-- START OF Material provided --

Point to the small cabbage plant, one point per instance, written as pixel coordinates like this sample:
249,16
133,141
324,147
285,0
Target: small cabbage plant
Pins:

-- END OF Material provided --

Reproduce every one of the lines above word for word, without changing anything.

■ Right answer:
Point to the small cabbage plant, one point per instance, written as pixel coordinates like this sample:
249,16
133,141
324,147
285,0
Target: small cabbage plant
Pins:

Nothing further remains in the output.